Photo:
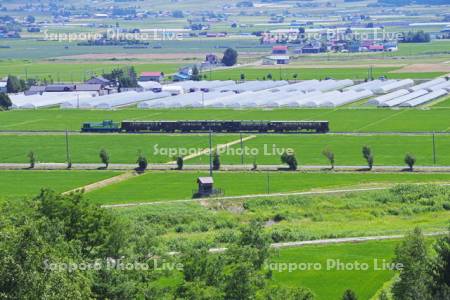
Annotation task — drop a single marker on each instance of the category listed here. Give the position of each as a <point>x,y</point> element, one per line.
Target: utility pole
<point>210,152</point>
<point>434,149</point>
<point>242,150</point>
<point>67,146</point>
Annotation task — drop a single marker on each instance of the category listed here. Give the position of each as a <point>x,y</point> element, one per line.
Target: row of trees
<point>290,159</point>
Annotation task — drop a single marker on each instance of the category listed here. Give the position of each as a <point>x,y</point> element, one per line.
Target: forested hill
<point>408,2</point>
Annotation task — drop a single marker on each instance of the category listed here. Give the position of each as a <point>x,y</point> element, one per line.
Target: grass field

·····

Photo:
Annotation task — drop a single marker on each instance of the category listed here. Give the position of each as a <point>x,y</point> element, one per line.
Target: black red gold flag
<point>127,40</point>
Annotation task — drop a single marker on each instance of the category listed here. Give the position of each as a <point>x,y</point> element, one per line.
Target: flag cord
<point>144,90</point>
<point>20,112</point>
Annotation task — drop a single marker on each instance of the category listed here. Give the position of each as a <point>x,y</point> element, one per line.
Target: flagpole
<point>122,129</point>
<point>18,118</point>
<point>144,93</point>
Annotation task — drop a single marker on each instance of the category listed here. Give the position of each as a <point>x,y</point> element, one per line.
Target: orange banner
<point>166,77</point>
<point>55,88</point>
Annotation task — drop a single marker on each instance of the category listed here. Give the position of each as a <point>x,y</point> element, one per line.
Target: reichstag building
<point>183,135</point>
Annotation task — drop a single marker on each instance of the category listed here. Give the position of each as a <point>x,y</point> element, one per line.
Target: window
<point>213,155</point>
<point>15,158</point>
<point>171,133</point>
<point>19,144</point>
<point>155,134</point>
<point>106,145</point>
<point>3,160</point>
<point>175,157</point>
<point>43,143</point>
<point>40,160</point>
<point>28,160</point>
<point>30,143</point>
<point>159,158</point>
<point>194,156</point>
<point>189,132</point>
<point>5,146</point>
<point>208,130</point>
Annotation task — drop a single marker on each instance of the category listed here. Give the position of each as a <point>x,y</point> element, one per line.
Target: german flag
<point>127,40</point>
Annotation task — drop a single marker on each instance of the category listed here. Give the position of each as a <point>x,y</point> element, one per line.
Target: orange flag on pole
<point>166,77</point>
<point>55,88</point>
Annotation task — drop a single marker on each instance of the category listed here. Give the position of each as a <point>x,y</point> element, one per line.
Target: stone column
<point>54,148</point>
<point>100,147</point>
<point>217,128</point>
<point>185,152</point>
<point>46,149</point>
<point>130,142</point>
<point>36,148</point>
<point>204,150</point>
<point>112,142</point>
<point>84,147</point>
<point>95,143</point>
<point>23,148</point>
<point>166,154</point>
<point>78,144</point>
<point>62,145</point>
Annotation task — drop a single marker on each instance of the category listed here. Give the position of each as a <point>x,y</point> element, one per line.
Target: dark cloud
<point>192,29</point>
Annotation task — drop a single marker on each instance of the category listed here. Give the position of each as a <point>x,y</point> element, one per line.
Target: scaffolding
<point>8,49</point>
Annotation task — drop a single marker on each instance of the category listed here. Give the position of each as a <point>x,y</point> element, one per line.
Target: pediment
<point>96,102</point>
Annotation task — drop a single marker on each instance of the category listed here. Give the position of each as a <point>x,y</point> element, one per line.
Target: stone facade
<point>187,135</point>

·····

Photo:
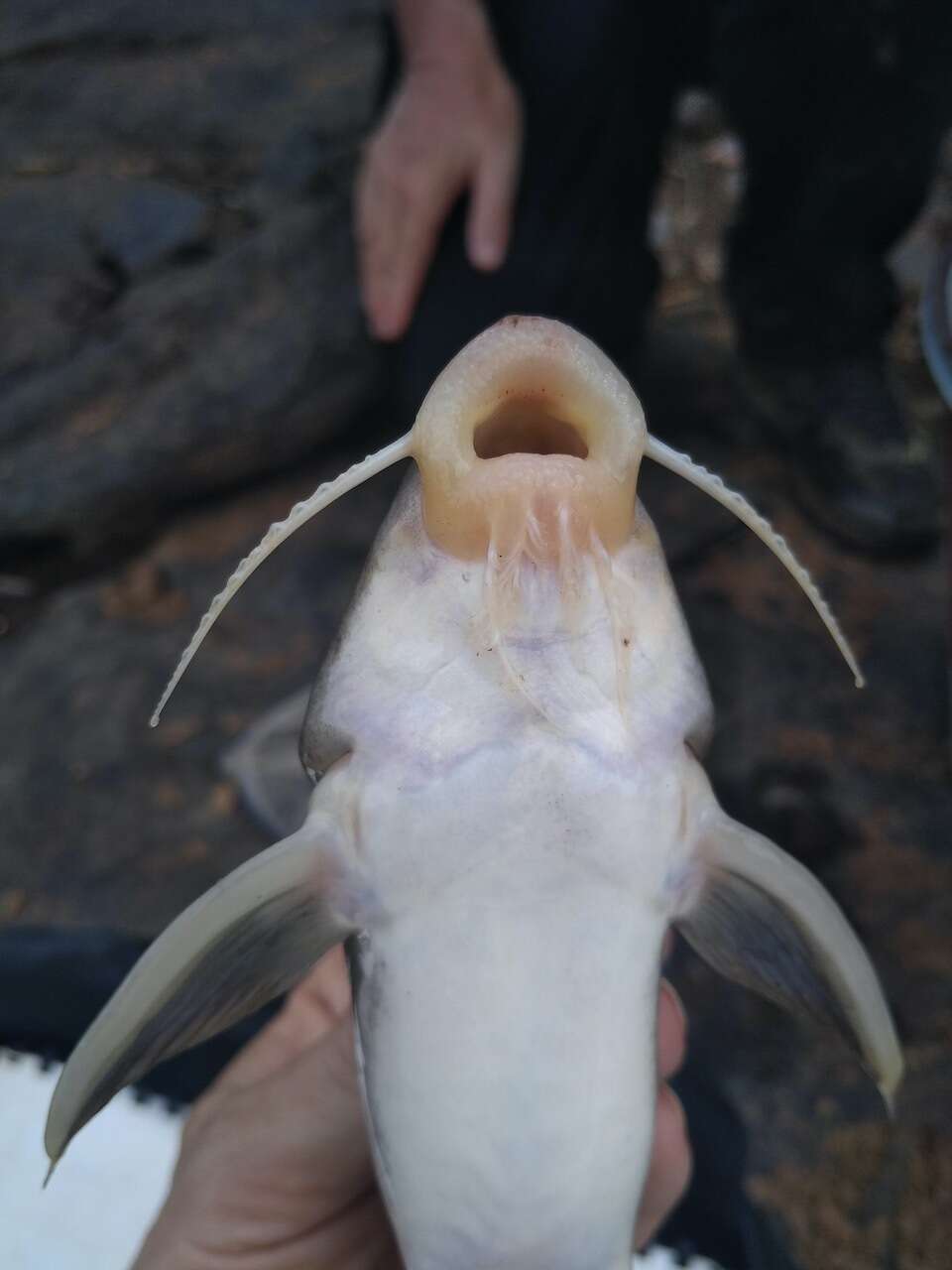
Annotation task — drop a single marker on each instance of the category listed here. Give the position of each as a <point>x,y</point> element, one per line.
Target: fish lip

·····

# Exercise directions
Looking at the data above, write out exactly the lines that start at the one containing "Target: forested hill" and end at the one containing "Target: grass field"; include both and nothing beyond.

# Your solution
Target: forested hill
<point>408,2</point>
Annotation task — drop a single marker on each instance of the category listed here. Give the position of each as a <point>x,y</point> element, one per line.
Target: grass field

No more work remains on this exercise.